▸ **WHAT TO WORK ON**
1 – According to the LoBA project page, how many doctor-annotated VQA pairs does the HEAL-MedVQA benchmark contain?
2 – Extend the LoBA project page text past its final sentence.

▸ **DOCUMENT EXTRACT**
>>>>

LoBA: Localizing Before Answering

A Hallucination Evaluation Benchmark for Grounded Medical Multimodal LLMs

IJCAI 2025

Dung Nguyen¹, Minh Khoi Ho¹, Huy Ta², Thanh Tam Nguyen³ Qi Chen², Kumar Rav⁴, Quy Duong Dang², Satwik Ramchandre², Son Lam Phung⁵, Zhibin Liao², Minh-Son To⁴, Johan Verjans², Phi Le Nguyen¹, Vu Minh Hieu Phan^2,†

▶ ¹ Hanoi University of Science and Technology

▶ ² Australian Institute for Machine Learning, The University of Adelaide

▶ ³ Griffith University

▶ ⁴ College of Medicine and Public Health, Flinders University

▶ ⁵ University of Wollongong

^†Project Lead

arXiv Code Demo Dataset Model

HEAL-MedVQA: A comprehensive benchmark with 67K doctor-annotated VQA pairs for evaluating medical multimodal LLMs against localization errors and hallucinations. Our novel LoBA framework significantly improves visual reasoning by guiding models to localize before answering, achieving state-of-the-art accuracy and robustness in medical VQA.

<<<<

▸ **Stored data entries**
>>>>

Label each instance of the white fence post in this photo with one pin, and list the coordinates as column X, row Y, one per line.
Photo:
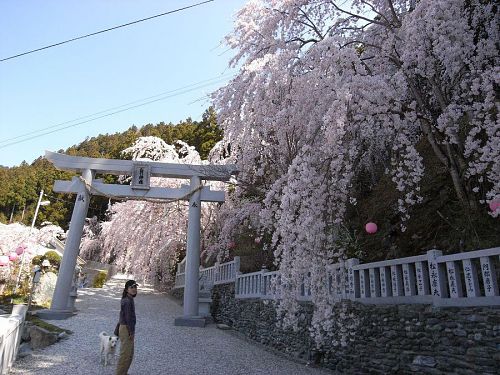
column 422, row 279
column 396, row 281
column 454, row 280
column 262, row 282
column 489, row 277
column 471, row 279
column 353, row 281
column 436, row 274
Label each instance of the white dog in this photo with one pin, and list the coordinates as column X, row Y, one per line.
column 108, row 347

<<<<

▸ **EXERCISE RESPONSES**
1 – 67K

2 –
Abstract

HEAL-MedVQA. We introduce HEAL-MedVQA (Hallucination Evaluation via Localization in Medical VQA), a benchmark designed to evaluate hallucination robustness and localization ability of medical LMMs using 67K doctor-annotated VQA pairs and anatomical segmentation masks.

Evaluation Protocols. HEAL-MedVQA includes two protocols—Textual Perturbation Test (TPT) and Visual Perturbation Test (VPT)—to diagnose shortcut reliance on language or irrelevant image areas.

LobA Framework. We propose Localize-before-Answer (LobA), a method that improves visual grounding by training models to localize pathological regions and self-prompt for more accurate answers.

Performance. LobA significantly outperforms state-of-the-art medical LMMs on HEAL-MedVQA, advancing both robustness and reliability in medical VQA.

Hallucination in Medical VQA

Contradicting Source Evidence: LMMs frequently generate responses that are false or contradict the visual information presented in images, often due to poor localization reasoning.

Reliance on Shortcuts Instead of Analysis: Models often bypass analyzing relevant image regions. Instead, they rely on:

Textual Shortcuts: Using learned word associations (like common disease/location pairs) from training data, rather than the specific image's visual content.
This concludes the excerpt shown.